Print exactly the lines below between the line holding "Target: sky" and the line holding "Target: pool wall", inclusive, and nothing more.

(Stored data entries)
>>>>>

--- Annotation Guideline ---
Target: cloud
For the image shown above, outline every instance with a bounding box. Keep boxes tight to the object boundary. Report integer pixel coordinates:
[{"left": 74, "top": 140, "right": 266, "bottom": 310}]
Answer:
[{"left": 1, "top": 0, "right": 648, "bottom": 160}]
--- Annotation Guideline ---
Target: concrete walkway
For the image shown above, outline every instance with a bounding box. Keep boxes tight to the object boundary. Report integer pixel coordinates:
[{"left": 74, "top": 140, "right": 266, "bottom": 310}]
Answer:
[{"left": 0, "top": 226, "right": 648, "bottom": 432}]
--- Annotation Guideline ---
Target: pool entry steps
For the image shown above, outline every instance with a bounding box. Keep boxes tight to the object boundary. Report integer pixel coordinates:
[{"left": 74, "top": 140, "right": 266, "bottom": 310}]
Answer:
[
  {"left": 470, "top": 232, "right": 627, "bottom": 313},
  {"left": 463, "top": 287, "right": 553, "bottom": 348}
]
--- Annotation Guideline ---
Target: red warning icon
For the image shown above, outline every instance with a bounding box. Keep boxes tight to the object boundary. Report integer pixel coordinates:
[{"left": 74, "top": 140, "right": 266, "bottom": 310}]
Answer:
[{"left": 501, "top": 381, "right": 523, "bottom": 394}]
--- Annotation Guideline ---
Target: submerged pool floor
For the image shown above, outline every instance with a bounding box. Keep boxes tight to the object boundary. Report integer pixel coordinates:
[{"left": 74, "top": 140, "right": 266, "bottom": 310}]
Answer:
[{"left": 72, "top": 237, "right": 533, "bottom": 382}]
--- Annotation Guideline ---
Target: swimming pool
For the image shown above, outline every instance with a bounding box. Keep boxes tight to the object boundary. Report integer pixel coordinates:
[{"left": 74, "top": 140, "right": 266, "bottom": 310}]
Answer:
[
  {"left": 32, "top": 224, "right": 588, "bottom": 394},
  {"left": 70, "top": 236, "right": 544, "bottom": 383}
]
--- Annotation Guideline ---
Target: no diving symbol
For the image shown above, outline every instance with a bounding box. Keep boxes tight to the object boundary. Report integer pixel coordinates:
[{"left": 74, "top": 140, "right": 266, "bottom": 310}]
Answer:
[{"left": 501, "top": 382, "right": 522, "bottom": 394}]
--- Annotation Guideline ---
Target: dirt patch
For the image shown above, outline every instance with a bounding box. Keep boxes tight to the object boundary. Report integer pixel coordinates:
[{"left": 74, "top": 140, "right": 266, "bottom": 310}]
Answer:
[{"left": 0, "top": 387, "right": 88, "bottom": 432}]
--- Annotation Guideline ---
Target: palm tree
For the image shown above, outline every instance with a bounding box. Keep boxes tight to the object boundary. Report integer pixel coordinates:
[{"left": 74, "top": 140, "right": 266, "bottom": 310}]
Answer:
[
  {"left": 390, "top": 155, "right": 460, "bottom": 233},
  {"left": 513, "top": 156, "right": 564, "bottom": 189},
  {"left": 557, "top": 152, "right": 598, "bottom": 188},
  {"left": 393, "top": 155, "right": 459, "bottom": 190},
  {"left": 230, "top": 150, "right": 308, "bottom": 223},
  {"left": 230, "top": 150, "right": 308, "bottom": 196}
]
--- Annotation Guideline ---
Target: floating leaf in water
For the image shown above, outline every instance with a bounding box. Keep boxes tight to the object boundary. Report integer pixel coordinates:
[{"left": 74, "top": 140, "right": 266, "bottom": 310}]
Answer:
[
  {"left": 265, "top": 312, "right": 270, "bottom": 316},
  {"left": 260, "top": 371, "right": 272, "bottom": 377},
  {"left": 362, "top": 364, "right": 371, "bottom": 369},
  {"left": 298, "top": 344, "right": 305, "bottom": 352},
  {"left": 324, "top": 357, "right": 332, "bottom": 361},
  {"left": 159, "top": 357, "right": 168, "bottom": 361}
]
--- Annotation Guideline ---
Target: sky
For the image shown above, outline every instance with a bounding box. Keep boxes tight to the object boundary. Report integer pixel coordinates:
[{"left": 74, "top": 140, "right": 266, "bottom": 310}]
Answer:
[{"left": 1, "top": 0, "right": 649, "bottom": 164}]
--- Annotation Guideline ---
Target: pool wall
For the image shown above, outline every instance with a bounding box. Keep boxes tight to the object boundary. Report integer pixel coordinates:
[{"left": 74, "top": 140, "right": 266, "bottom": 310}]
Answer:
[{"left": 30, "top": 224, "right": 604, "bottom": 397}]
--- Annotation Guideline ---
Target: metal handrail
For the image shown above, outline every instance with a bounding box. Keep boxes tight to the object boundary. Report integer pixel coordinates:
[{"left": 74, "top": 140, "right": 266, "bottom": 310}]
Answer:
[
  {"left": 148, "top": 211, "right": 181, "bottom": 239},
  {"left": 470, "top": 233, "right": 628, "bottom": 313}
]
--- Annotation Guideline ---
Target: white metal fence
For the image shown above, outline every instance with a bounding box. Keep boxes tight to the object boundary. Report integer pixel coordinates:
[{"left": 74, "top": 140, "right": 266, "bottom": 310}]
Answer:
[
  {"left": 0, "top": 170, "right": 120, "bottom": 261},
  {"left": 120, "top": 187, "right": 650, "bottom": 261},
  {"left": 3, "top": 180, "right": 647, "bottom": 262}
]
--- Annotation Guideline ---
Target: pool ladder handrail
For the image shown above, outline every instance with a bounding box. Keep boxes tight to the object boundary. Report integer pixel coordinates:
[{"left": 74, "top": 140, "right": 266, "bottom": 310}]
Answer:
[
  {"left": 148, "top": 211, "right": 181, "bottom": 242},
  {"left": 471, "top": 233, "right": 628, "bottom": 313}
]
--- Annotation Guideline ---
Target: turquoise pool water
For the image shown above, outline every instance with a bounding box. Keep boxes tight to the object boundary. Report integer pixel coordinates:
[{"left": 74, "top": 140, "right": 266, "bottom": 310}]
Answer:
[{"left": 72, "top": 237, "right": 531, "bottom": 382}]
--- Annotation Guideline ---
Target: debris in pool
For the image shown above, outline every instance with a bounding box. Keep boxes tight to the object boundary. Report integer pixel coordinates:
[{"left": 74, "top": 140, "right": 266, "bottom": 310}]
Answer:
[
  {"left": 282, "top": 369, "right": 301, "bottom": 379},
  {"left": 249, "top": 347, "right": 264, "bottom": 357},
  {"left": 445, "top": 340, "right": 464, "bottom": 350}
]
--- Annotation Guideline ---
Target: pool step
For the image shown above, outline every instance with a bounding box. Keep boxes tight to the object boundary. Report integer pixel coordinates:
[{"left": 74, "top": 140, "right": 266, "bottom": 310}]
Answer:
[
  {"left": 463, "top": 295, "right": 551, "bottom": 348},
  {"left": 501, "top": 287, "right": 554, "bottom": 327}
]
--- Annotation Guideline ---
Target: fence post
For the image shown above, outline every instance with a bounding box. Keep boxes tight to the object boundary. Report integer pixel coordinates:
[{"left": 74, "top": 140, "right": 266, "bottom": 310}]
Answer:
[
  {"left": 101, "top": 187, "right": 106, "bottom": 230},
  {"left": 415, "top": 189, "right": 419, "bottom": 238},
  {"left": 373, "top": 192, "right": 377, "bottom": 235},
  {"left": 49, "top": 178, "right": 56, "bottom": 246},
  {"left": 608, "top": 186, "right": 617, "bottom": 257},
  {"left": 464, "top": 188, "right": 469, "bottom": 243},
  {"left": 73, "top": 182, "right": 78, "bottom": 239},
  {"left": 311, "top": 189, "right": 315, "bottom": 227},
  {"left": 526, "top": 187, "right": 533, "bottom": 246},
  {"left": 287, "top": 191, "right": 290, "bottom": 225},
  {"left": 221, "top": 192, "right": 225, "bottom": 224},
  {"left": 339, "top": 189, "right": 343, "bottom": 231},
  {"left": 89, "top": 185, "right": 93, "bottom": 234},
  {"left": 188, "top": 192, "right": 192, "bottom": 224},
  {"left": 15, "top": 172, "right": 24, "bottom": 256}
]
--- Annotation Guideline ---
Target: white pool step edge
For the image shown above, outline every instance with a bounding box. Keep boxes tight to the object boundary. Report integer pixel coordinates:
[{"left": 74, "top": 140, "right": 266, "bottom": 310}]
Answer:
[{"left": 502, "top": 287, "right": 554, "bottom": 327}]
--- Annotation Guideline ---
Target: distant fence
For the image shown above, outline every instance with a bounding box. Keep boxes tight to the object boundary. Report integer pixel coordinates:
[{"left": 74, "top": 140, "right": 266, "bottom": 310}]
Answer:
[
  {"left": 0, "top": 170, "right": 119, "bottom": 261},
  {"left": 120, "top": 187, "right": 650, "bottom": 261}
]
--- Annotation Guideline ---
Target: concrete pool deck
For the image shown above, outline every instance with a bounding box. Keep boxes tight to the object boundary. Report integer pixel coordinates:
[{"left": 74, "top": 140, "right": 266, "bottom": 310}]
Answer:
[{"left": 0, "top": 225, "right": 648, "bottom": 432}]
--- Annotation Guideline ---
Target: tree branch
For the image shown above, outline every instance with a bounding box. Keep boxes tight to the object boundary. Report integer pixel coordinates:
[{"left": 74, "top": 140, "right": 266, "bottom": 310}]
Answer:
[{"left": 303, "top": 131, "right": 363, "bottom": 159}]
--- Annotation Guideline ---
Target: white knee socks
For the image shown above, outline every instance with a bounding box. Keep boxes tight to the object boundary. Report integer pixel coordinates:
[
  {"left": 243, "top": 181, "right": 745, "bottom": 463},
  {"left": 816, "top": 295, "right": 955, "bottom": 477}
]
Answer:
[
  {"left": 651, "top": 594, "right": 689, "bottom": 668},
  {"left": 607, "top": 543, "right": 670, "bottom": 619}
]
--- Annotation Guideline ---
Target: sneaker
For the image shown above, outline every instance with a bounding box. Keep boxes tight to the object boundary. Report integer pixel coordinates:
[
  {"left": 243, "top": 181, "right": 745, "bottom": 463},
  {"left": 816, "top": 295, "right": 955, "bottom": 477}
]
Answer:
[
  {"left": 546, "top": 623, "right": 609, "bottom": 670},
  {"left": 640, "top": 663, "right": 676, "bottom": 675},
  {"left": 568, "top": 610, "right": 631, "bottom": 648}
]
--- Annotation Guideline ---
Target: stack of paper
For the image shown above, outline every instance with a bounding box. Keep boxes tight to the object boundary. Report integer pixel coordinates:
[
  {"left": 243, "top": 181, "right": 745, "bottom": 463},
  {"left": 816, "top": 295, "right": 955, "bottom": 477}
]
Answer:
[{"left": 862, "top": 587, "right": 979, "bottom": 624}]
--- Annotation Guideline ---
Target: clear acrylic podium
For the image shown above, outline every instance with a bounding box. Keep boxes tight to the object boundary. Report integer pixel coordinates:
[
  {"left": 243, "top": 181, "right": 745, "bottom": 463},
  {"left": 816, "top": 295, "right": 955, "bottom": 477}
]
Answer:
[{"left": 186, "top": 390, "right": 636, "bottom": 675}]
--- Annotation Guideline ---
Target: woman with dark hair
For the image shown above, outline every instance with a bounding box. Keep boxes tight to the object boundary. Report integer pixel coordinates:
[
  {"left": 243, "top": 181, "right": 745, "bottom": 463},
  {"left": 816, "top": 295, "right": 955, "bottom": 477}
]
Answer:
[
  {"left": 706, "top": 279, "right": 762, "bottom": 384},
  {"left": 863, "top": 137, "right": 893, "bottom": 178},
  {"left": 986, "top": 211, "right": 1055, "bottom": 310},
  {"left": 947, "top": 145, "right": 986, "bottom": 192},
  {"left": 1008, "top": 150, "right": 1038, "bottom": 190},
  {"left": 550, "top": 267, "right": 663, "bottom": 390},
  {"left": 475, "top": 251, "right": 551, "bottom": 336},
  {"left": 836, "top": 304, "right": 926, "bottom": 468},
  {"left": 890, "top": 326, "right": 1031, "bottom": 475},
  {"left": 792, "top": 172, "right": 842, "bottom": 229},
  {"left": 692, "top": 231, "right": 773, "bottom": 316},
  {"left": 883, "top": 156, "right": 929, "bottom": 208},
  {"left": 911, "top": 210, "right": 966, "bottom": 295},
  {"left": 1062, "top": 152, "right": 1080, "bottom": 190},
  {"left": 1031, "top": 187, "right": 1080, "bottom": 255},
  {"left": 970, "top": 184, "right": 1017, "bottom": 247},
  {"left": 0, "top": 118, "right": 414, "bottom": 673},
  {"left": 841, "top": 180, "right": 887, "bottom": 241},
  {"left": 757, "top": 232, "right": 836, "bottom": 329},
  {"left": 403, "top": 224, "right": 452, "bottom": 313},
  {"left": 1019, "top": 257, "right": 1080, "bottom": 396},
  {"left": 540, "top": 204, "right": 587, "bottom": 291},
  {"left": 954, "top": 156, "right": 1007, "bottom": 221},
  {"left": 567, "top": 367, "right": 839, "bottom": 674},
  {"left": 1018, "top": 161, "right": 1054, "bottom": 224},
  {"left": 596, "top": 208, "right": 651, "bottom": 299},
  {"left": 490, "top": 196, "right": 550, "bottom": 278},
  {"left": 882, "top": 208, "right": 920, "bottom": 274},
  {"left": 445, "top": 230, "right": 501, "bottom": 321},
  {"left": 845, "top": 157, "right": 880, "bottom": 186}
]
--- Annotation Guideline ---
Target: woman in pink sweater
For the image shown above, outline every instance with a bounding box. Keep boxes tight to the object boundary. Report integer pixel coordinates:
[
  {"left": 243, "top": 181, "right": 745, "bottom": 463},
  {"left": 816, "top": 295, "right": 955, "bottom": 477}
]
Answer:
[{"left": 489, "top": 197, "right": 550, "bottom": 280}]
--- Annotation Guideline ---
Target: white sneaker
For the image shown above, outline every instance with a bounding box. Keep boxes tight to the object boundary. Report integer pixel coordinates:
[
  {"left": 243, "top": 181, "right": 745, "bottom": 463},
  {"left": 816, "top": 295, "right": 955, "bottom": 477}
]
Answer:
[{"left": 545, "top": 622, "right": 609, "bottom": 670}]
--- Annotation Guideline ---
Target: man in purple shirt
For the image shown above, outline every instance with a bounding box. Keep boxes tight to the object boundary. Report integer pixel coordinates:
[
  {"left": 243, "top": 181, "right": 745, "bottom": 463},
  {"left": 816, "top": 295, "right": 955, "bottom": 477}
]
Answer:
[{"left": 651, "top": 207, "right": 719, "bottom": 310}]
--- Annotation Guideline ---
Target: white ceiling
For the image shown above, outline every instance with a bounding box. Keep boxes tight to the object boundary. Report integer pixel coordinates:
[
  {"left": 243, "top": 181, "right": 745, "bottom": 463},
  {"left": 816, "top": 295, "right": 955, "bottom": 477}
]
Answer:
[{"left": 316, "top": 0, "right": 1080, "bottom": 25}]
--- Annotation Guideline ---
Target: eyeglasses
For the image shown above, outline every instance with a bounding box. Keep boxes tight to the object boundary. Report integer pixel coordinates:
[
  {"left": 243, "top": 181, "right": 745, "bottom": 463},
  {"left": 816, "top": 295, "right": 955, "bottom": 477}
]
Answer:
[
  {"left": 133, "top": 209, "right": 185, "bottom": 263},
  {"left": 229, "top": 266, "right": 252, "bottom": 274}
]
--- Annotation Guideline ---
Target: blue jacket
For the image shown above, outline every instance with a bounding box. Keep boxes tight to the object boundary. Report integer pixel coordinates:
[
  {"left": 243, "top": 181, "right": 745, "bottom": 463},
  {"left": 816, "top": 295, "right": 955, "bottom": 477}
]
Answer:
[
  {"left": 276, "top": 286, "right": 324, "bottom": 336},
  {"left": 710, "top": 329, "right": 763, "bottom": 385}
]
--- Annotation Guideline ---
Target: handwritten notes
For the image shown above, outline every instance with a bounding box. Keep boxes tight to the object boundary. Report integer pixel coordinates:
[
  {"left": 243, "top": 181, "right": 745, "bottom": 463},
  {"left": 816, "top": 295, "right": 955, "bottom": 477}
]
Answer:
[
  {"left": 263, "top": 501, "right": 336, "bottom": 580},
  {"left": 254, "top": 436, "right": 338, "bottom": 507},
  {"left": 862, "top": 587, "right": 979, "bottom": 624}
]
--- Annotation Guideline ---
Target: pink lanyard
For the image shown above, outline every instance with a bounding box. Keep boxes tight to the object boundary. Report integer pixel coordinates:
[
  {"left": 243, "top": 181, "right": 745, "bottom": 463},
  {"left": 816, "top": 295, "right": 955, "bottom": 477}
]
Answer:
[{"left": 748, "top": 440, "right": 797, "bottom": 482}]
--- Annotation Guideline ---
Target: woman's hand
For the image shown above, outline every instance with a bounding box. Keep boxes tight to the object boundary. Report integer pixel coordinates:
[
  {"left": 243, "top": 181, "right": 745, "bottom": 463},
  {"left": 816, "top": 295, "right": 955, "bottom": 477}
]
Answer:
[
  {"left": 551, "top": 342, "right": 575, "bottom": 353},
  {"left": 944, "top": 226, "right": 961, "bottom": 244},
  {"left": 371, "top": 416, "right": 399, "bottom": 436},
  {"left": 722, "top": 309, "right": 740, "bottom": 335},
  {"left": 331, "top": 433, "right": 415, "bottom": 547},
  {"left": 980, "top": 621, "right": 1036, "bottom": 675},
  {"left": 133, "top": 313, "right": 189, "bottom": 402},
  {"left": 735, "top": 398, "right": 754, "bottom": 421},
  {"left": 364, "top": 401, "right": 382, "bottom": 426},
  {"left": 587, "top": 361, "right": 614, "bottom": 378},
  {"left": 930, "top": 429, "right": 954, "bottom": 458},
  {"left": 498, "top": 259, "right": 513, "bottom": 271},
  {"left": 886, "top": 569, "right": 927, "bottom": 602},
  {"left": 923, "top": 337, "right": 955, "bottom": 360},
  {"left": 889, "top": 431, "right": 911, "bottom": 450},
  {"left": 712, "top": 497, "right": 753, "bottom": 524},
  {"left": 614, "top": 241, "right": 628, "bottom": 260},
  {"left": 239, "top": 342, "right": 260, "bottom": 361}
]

<<<<<

▸ Output:
Target: sky
For the image shown above, outline every instance with a bounding box. Keep boxes tight to the object boundary. Report integer pixel coordinates:
[{"left": 74, "top": 140, "right": 266, "bottom": 310}]
Answer:
[{"left": 1, "top": 0, "right": 649, "bottom": 164}]
--- Annotation Guideline ---
Target: pool wall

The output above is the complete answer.